Pointing records:
◆ ◆ ◆ ◆ ◆

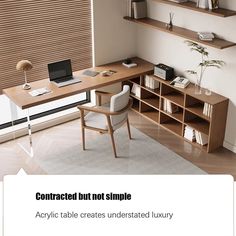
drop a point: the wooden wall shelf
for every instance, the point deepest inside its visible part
(221, 12)
(181, 32)
(190, 110)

◆ ◆ ◆ ◆ ◆

| Brief |
All of the records above must be copied exactly, except for the pictures.

| Complete response |
drop a point: the wooden wall shelf
for every instance, the point deepest inside its visible part
(221, 12)
(181, 32)
(190, 110)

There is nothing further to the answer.